_What this task involves_: Please repeat word for word the stretch of items from the line containing "of the tree" through the last line of the items.

## begin Recorded data

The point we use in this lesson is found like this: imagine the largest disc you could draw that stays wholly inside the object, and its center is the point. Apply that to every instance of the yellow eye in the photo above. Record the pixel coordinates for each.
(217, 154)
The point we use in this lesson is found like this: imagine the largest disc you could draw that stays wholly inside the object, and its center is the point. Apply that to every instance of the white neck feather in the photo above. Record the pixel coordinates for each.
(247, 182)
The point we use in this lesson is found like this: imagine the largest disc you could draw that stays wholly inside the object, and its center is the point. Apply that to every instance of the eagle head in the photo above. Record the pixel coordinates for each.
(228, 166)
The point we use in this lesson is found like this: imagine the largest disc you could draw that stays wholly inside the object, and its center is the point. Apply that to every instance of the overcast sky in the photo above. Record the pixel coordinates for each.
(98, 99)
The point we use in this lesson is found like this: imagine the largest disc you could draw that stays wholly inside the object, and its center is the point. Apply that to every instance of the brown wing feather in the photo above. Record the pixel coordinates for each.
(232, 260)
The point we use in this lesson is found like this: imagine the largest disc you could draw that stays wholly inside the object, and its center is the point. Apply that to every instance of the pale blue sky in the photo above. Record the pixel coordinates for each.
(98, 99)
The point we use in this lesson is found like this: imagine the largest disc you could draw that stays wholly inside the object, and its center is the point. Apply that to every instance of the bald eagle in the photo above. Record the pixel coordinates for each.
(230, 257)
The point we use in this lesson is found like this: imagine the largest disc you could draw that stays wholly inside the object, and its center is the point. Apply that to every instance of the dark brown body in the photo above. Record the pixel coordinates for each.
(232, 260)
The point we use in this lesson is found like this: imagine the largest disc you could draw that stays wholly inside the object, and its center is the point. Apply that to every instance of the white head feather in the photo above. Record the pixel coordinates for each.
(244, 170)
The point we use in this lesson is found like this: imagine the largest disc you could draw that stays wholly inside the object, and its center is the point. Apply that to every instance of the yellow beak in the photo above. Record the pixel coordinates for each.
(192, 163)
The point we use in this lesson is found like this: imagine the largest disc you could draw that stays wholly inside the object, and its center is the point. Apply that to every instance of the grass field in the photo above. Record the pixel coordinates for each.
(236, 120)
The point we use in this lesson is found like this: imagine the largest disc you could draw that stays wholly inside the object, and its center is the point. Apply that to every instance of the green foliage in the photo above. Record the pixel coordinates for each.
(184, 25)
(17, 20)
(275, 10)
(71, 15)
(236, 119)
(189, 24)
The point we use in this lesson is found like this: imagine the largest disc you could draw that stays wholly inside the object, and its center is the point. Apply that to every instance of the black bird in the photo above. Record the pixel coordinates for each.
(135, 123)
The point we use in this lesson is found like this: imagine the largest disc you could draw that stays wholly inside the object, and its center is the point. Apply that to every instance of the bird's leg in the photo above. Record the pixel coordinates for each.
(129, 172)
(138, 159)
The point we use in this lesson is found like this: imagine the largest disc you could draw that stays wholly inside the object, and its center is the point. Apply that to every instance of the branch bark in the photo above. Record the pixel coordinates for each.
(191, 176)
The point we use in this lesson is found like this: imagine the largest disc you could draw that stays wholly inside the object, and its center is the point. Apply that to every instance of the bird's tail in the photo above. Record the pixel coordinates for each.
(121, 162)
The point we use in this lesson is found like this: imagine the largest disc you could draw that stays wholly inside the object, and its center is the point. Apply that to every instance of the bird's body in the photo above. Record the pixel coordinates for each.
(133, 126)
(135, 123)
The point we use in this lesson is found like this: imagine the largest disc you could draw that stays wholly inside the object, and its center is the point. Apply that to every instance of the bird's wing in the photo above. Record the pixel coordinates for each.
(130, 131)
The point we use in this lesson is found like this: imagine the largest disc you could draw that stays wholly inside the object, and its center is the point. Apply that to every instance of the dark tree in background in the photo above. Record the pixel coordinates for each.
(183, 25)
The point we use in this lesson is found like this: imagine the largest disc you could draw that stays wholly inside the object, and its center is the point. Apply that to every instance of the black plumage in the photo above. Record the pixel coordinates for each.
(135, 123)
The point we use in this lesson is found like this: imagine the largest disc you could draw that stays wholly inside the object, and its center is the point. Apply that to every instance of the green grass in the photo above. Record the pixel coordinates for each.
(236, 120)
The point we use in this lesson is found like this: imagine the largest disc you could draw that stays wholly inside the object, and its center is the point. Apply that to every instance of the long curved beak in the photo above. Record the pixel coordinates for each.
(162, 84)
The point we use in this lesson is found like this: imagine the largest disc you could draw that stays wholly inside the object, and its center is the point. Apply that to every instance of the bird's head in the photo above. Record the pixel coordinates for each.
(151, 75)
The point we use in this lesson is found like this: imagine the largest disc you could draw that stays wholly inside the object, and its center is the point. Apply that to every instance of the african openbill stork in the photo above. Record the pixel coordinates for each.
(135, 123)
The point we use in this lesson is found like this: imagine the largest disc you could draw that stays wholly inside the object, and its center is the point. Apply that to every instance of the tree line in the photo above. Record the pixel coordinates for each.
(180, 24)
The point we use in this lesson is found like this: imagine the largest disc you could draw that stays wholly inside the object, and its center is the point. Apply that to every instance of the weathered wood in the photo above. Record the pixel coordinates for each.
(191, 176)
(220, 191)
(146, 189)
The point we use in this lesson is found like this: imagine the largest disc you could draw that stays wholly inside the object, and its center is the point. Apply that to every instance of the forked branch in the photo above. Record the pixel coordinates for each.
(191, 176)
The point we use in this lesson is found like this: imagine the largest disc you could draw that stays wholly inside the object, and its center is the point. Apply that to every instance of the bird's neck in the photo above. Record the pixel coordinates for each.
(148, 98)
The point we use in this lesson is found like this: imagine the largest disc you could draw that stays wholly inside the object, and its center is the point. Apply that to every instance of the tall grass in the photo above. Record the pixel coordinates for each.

## end Recorded data

_Full answer_:
The point we use in this lesson is found like this: imagine the largest disc you could draw that stays wholly inside the object, and its center is the point. Apply that to every instance of the tree line in the photo above. Record the pixel coordinates for each.
(180, 24)
The point we use in this lesson is found like this: imagine the largest disc you could draw that stays wholly inside the object, and its center is the point. Apply that to every instance of the weathered wood in the photo above. Record the pixel coordinates for each.
(191, 176)
(220, 191)
(146, 189)
The point we use in this lesson is found like this: imagine the largest disc you could draw that stays wholly inside the object, and its center is the point. Apply that to every instance of the forked branch in the photo above. Record the pixel coordinates for each.
(191, 176)
The point we use in this lesson is found like this: imagine the largest disc you could draw that stays wholly inside the object, and its center is the point. Apply that to every instance of the bird's neck in the photo above. Record the pixel coordinates for each.
(148, 98)
The point we use in this lesson is found like this: imagine the largest disc you could draw that stays wholly inside the object, and its center is the point. Apply that to every instance of the tall grass in the photo above. Record the pixel coordinates for each.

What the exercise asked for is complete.